Quite a few years ago, a friend received thirty-six flowers from her husband to celebrate their thirty- sixth wedding anniversary. The flowers were beautiful long stemmed roses, wrapped in green paper. She had never received flowers before and absolutely adored them. She was intent on helping them survive as long as she could. She trimmed the stems and extra leaves. She even placed them in fresh water, which she changed daily. She purchased and used special products advertised to “prolong the beauty of fresh flowers.” A couple of weeks later, she remarked to her husband about how beautiful the flowers still were after two weeks. He began laughing and pointed out that the flowers for which she had been meticulously caring were not real, but expensive silk. They were so beautiful crafted and appealing that it was nearly impossible to see that they were fake.
Flowers are not the only imposters in the world. Everything under the sun can be imitated…even Christians. Christianity is more than a name or title. It is a faith, a hope and a lifestyle. Jesus said: “A new command I give you: Love one another. As I have loved you, so you must love one another. By this all men will know that you are my disciples, if you love one another (John 13:34-35).” Our faith and hope in Christ is expressed through our relationships with everyone. Real Christianity is patient and kind. It is not self-seeking but God serving. We serve God best when we support and trust one another. Ours is a faith that always protects, always trusts, always hopes, always perseveres and rejoices in the truth (I Corinthians 13:1-13). This does not mean that real Christianity tolerates just anything. It means that real faith is expressed not through compliancy, but in actively pursuing and encouraging what is JUST and TRUE.

Task objective
Reproduce the passage about the silk roses and genuine faith word for word, from "Quite a few" up to and including "they were fake.".

Provided material
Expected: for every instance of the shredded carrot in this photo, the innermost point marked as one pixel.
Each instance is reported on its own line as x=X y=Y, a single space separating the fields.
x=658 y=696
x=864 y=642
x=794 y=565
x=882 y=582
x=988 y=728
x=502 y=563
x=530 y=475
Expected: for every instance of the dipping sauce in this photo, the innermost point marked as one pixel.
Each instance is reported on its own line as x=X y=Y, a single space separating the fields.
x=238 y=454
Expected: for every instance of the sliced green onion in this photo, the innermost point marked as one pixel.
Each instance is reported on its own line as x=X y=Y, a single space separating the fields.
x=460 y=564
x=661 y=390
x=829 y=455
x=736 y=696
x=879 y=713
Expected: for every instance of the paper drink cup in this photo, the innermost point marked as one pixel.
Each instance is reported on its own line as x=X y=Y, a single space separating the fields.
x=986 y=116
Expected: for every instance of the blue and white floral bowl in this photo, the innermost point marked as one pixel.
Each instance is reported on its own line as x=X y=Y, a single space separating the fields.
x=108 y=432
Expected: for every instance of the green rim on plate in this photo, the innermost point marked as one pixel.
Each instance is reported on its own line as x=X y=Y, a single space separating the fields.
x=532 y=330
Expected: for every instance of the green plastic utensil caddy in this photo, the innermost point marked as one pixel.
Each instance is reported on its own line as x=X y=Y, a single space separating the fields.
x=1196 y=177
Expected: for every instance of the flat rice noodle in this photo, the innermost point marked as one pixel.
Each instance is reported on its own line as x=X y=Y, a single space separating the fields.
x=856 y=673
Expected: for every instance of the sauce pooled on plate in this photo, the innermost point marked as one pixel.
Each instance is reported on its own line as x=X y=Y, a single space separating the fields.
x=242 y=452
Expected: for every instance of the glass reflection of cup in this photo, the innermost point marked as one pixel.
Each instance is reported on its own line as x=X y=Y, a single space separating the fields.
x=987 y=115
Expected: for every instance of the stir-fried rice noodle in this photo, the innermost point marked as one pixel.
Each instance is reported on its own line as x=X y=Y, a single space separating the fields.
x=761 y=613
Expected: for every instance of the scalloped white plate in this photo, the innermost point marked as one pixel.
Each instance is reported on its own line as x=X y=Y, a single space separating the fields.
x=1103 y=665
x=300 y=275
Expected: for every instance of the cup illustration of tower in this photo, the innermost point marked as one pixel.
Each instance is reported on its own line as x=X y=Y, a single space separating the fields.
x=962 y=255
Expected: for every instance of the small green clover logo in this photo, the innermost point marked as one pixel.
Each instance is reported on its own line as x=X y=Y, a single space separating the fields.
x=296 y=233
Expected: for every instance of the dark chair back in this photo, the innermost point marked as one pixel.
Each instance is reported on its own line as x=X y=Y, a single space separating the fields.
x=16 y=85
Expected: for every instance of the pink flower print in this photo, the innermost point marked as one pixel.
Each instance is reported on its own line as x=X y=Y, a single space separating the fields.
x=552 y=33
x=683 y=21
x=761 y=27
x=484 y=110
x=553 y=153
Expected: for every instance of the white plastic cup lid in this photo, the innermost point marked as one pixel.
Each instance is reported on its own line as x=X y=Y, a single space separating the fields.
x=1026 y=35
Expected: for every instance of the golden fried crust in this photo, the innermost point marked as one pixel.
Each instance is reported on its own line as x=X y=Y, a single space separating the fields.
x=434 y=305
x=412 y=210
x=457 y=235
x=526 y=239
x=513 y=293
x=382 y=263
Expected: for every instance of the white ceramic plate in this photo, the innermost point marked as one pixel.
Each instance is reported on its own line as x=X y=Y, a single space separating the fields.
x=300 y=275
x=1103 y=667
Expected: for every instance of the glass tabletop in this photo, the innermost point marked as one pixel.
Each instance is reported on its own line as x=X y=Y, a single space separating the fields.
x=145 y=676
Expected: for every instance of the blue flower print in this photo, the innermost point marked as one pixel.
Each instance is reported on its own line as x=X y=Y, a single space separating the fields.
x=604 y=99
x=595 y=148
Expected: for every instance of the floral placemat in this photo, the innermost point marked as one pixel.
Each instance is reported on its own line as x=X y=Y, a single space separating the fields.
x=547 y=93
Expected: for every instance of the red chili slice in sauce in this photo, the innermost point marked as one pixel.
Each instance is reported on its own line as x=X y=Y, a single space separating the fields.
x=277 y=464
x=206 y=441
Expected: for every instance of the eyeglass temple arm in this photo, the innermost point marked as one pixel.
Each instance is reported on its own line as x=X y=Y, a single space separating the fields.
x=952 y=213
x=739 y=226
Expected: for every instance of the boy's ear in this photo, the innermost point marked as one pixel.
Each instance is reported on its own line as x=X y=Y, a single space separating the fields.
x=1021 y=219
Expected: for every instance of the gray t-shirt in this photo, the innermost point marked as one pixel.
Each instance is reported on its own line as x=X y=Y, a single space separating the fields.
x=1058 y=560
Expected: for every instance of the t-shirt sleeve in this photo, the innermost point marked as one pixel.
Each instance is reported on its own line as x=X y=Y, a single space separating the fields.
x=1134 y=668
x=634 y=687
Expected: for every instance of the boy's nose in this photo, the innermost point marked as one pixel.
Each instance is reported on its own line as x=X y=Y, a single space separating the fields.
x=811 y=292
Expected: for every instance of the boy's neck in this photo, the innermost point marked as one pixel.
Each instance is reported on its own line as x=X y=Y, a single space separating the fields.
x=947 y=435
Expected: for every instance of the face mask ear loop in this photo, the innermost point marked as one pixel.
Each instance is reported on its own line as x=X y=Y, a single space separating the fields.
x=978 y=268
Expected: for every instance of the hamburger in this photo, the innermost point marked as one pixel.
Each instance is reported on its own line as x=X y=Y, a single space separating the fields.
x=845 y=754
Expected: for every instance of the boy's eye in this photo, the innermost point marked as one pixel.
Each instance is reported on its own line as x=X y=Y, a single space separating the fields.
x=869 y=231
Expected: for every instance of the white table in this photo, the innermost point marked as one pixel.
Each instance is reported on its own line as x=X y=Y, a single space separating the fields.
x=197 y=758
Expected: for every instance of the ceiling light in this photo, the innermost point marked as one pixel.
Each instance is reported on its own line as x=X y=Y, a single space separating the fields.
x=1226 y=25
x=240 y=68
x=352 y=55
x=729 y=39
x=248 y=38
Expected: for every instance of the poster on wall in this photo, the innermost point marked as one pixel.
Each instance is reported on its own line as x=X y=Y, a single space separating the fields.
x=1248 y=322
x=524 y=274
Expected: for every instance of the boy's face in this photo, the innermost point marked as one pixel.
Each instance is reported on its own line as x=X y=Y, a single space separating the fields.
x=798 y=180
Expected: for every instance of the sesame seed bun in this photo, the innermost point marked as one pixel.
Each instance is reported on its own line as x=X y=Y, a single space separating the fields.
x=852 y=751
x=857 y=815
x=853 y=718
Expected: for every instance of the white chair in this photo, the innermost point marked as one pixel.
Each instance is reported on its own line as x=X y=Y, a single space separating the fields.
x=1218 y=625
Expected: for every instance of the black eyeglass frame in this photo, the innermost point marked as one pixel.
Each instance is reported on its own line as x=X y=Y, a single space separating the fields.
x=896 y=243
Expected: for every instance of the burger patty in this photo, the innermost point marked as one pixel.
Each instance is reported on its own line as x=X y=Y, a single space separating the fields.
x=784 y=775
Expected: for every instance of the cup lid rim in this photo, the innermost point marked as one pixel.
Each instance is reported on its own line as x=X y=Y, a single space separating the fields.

Your response
Quite a few years ago, a friend received thirty-six flowers from her husband to celebrate their thirty- sixth wedding anniversary. The flowers were beautiful long stemmed roses, wrapped in green paper. She had never received flowers before and absolutely adored them. She was intent on helping them survive as long as she could. She trimmed the stems and extra leaves. She even placed them in fresh water, which she changed daily. She purchased and used special products advertised to “prolong the beauty of fresh flowers.” A couple of weeks later, she remarked to her husband about how beautiful the flowers still were after two weeks. He began laughing and pointed out that the flowers for which she had been meticulously caring were not real, but expensive silk. They were so beautiful crafted and appealing that it was nearly impossible to see that they were fake.